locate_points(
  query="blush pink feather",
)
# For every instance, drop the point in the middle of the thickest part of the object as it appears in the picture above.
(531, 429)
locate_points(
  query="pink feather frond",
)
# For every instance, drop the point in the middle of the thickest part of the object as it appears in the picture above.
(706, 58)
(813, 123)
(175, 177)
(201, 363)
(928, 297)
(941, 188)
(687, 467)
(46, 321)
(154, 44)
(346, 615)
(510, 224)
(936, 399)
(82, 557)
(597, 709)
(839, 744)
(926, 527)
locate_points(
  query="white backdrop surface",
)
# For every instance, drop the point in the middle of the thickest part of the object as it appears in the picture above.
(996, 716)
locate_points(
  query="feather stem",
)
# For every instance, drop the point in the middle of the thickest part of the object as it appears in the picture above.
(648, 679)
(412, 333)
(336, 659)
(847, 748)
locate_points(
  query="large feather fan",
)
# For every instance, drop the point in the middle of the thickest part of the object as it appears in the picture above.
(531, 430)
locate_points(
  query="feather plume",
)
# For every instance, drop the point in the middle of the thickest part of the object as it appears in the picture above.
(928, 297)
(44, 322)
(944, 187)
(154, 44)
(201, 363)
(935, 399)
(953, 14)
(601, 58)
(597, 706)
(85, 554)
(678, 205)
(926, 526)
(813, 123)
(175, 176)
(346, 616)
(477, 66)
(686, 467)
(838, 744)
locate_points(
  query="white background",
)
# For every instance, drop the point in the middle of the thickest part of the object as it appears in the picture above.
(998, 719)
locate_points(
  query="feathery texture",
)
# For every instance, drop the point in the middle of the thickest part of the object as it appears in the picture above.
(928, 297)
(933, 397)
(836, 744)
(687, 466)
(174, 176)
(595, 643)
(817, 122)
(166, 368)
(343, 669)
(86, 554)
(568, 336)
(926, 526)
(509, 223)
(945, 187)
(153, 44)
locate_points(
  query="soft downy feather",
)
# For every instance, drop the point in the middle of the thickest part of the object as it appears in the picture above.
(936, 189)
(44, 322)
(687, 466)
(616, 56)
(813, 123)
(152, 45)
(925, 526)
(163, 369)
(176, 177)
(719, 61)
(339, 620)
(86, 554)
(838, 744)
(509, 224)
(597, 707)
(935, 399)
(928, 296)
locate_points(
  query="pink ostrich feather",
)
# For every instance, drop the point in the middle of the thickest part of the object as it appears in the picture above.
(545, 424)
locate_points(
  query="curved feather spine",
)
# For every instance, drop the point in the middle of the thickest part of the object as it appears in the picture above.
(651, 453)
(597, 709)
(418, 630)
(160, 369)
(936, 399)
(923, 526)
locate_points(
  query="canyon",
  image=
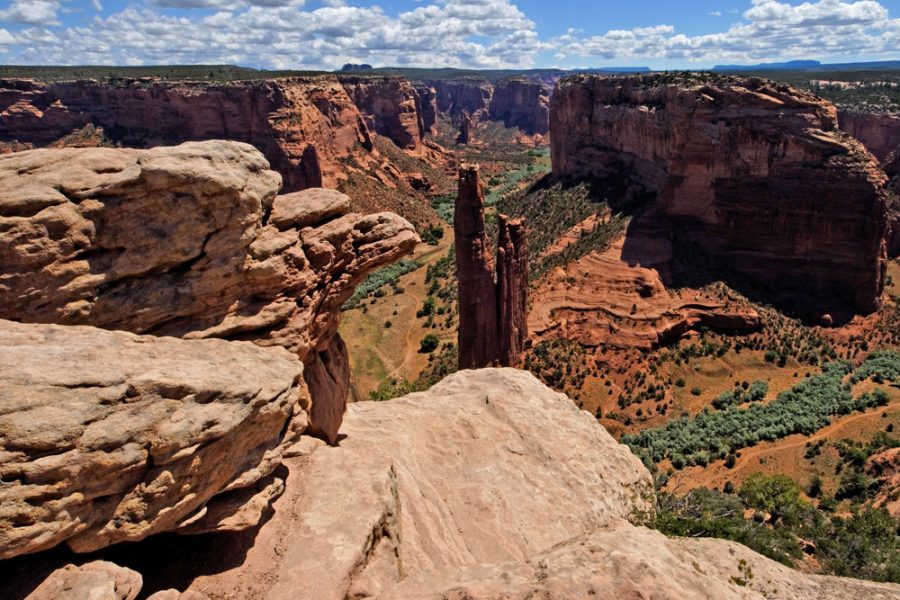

→ **What is needed**
Display each line of the listing above that contains the string "pink".

→ **Exercise result**
  query="blush pink feather",
  query="pink feather frond",
  query="pink ostrich feather",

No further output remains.